>> START Data for processing

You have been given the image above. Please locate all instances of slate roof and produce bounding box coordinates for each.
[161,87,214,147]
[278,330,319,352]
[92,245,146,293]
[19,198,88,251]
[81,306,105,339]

>> END Data for processing

▸ **Required task**
Format the lines above as a Markdown table with two columns, Row and Line. Give each non-blank line its own row, numbered in order.

▸ **Answer to this exercise**
| Row | Line |
|---|---|
| 1 | You have been given the image above. Please locate all instances of slate roof and produce bounding box coordinates for each. |
| 2 | [161,87,214,147] |
| 3 | [278,330,319,352] |
| 4 | [92,245,146,293] |
| 5 | [19,198,88,251] |
| 6 | [81,306,105,339] |